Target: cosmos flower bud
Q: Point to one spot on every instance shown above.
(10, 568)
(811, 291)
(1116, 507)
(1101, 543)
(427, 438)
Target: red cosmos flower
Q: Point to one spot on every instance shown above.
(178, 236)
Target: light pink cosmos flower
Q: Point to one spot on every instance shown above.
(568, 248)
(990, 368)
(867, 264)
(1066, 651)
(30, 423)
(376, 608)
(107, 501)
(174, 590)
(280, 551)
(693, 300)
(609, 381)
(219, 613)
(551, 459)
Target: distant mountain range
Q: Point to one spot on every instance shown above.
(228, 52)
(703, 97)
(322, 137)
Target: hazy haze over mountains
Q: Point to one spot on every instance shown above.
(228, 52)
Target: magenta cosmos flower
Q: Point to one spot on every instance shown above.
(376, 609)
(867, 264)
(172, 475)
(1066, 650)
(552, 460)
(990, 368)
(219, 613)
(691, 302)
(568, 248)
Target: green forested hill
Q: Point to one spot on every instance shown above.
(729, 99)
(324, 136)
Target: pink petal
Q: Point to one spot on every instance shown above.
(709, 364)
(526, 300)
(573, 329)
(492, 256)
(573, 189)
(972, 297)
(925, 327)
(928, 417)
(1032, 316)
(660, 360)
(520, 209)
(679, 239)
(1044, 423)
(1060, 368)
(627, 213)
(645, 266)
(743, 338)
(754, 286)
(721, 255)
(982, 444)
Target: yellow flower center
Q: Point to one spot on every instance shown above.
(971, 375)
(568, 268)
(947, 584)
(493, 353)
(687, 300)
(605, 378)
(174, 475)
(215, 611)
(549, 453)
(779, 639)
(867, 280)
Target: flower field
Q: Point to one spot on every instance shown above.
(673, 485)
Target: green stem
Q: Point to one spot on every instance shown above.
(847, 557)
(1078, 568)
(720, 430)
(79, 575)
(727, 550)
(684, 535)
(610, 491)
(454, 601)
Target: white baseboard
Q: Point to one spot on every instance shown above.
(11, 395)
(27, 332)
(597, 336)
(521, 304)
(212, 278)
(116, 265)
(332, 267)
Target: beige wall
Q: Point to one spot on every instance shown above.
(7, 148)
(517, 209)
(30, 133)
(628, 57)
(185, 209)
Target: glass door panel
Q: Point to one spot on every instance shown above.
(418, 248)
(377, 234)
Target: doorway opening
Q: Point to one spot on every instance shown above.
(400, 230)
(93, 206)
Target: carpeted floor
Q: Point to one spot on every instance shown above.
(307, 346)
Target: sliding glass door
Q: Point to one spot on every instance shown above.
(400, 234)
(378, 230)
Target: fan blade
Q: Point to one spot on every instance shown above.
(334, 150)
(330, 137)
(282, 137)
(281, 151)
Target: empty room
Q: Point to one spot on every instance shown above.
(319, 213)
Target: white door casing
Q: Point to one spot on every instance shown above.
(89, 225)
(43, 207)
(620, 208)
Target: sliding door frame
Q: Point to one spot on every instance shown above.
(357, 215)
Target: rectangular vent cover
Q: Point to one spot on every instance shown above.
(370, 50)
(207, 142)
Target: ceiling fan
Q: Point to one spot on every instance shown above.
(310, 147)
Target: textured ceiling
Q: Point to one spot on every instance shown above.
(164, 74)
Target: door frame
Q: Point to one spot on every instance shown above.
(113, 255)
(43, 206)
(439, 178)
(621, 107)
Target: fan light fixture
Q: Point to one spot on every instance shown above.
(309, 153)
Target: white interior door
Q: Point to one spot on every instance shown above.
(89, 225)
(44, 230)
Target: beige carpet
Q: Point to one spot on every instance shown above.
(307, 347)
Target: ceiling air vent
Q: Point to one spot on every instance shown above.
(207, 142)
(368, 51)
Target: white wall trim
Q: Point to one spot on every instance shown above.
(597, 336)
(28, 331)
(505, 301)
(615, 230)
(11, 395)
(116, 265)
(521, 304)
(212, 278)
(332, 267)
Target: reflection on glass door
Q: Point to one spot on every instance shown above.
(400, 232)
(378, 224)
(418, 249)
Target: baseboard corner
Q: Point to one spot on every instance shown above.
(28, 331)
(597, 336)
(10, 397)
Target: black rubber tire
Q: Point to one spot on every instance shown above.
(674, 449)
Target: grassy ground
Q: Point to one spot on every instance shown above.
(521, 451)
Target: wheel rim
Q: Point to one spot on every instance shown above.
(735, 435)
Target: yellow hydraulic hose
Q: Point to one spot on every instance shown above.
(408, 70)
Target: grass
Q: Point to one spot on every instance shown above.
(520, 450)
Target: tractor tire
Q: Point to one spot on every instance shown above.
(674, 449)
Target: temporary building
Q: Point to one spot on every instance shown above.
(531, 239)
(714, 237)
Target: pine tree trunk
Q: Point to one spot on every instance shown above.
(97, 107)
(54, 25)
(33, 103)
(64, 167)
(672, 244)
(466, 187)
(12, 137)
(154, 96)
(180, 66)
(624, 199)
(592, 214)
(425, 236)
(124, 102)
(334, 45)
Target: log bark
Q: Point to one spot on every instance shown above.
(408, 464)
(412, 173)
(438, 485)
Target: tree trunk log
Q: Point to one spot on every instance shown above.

• _Work instructions_: In the records above, find the line with "Target: flower field"; write out exactly that line and each one after it, stopping after the line with "Target: ceiling fan".

• _Exercise solution_:
Target: flower field
Q: Point to one spot on every instance shown above.
(673, 485)
Target: green stem
Q: Point to one spot on every instance shown above.
(847, 557)
(1078, 568)
(720, 430)
(79, 575)
(727, 550)
(684, 535)
(610, 491)
(454, 601)
Target: white baseboard
Q: Point to one spot on every instance shown above.
(11, 395)
(27, 332)
(597, 336)
(521, 304)
(212, 278)
(116, 265)
(332, 267)
Target: beige wall
Q: Point to one spot on every instance shown above.
(7, 148)
(517, 209)
(30, 133)
(628, 57)
(185, 209)
Target: glass door panel
Q: Point to one spot on every instance shown above.
(418, 248)
(377, 234)
Target: doorway opening
Q: Point to one spot on every instance shown above.
(400, 230)
(93, 206)
Target: carpeted floor
Q: Point to one spot on every instance shown above.
(307, 346)
Target: sliding glass door
Q: Point to one spot on every instance shown above.
(400, 234)
(378, 230)
Target: fan blade
Q: Point to one spot on every instance shown above.
(334, 150)
(330, 137)
(282, 137)
(281, 151)
Target: empty room
Q: Point to one spot on every instance shown above.
(319, 213)
Target: white door casing
Q: Point to one spot on every instance shown above.
(89, 225)
(43, 207)
(620, 208)
Target: sliding door frame
Q: Point to one spot on every instance shown above.
(357, 215)
Target: rectangular vent cover
Q: Point to one spot on every instance shown above.
(370, 50)
(207, 142)
Target: ceiling fan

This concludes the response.